• Required work:
Produce an exact copy of the lines from the line that contains "# mark the region of every instance of the large" to the end of the listing below.

• Data supplied:
begin

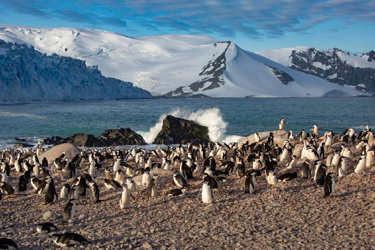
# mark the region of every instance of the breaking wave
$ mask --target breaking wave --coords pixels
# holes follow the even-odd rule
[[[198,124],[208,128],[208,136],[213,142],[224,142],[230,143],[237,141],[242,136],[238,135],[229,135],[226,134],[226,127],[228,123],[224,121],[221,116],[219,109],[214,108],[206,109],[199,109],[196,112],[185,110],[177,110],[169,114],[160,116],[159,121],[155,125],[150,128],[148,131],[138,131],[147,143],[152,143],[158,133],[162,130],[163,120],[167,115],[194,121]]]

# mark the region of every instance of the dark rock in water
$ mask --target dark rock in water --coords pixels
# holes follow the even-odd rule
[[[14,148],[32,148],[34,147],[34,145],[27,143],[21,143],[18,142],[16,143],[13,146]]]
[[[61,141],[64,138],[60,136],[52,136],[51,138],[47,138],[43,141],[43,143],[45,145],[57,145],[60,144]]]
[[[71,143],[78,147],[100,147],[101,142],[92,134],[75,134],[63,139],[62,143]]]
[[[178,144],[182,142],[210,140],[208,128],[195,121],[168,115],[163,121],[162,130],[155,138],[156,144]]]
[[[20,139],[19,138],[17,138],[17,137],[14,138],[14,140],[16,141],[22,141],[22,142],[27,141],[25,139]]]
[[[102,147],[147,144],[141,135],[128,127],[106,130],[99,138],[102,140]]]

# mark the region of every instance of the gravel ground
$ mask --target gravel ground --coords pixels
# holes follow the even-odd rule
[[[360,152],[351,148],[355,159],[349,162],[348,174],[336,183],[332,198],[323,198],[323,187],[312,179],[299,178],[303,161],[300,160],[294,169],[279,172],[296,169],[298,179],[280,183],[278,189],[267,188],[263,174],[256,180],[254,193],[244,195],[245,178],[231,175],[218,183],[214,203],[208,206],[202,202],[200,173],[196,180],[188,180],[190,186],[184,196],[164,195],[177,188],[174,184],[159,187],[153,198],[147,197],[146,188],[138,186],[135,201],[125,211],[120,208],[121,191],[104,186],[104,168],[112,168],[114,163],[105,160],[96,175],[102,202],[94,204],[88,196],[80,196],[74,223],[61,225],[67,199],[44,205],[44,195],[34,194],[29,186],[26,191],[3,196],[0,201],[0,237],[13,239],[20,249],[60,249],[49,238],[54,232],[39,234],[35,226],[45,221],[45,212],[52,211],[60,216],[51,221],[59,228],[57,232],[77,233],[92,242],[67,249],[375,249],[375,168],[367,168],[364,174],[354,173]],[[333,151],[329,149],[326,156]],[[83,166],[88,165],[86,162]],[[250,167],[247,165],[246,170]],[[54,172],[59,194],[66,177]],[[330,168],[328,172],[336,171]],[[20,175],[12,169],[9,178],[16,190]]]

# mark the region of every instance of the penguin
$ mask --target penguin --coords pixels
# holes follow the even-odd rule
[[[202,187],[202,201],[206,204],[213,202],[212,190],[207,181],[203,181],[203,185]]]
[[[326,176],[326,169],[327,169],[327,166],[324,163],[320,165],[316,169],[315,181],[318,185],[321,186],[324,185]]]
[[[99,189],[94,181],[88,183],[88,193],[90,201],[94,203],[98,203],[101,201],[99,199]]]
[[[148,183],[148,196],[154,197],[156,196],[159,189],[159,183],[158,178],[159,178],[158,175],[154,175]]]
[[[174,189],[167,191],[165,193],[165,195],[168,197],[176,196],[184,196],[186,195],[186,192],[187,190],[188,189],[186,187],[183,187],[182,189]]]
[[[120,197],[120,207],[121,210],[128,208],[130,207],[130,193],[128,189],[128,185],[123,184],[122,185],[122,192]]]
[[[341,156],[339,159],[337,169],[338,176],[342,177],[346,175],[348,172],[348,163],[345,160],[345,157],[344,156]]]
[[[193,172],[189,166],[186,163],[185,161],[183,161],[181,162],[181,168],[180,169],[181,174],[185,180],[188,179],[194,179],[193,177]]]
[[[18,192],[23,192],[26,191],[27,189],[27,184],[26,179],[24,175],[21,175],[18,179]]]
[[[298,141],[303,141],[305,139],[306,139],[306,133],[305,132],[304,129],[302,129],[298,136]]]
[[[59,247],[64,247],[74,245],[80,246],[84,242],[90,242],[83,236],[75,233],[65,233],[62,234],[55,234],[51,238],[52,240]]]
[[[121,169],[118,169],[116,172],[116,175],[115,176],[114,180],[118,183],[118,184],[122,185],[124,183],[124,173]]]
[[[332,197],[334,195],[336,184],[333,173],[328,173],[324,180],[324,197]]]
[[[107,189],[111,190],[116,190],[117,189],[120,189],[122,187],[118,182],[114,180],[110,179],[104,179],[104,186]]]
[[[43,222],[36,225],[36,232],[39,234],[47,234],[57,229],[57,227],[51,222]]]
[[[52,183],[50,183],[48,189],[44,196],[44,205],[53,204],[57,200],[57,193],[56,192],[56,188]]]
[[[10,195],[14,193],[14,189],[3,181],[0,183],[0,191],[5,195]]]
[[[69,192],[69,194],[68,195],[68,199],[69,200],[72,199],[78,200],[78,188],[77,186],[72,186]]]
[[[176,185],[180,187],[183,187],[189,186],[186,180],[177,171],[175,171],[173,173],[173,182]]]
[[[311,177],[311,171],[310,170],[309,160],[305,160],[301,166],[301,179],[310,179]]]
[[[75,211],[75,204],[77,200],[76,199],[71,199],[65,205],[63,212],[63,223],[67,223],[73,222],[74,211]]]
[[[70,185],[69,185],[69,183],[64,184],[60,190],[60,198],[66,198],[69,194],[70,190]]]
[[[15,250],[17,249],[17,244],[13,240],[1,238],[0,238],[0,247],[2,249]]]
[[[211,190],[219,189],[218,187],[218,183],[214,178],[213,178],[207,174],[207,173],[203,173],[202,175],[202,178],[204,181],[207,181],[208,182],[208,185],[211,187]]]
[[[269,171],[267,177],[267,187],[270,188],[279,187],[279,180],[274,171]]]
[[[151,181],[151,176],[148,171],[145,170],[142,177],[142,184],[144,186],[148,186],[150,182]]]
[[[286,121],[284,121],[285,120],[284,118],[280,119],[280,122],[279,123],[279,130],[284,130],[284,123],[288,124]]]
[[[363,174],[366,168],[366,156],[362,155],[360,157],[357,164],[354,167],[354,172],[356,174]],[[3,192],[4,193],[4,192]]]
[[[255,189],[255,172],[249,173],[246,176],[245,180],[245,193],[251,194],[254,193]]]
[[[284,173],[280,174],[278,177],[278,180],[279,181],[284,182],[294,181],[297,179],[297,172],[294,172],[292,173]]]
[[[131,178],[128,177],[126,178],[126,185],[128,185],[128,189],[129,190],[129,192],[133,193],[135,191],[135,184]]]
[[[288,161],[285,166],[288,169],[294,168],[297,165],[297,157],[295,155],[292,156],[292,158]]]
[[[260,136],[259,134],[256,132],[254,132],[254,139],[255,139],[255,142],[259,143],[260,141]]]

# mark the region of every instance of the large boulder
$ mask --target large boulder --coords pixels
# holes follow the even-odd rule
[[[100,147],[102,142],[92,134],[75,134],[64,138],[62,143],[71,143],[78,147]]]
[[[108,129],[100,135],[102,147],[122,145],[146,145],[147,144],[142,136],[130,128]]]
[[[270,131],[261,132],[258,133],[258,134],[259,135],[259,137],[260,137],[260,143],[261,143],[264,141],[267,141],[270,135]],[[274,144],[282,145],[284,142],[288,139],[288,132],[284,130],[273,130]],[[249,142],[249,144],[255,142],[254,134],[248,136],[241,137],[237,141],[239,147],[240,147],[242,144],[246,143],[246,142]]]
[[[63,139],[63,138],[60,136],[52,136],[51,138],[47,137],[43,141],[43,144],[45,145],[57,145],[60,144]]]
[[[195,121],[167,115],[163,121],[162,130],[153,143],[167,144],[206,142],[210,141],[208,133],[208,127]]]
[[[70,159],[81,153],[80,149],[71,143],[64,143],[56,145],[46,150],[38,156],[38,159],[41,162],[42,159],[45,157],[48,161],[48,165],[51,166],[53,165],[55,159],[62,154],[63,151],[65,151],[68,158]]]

end

• Response below:
# mark the region of every instance of the large boulder
$ mask --target large boulder --coords pixels
# holes follow the even-odd rule
[[[100,147],[102,142],[92,134],[75,134],[64,138],[62,143],[71,143],[78,147]]]
[[[108,129],[100,135],[102,147],[122,145],[146,145],[147,144],[142,136],[130,128]]]
[[[270,131],[261,132],[258,133],[258,134],[259,135],[259,137],[260,137],[260,143],[261,143],[264,141],[267,141],[270,135]],[[274,144],[282,145],[284,142],[288,139],[288,132],[284,130],[273,130]],[[249,142],[249,144],[255,142],[254,134],[248,136],[241,137],[237,141],[239,147],[240,147],[242,144],[246,143],[246,142]]]
[[[63,139],[63,138],[60,136],[52,136],[51,138],[47,137],[43,141],[43,144],[45,145],[57,145],[60,144]]]
[[[195,121],[167,115],[163,121],[162,130],[153,143],[167,144],[206,142],[210,141],[208,133],[208,127]]]
[[[70,159],[81,153],[80,149],[71,143],[64,143],[56,145],[46,150],[38,156],[38,159],[41,162],[42,159],[45,157],[48,161],[48,165],[51,166],[53,165],[55,159],[62,154],[63,151],[65,151],[68,158]]]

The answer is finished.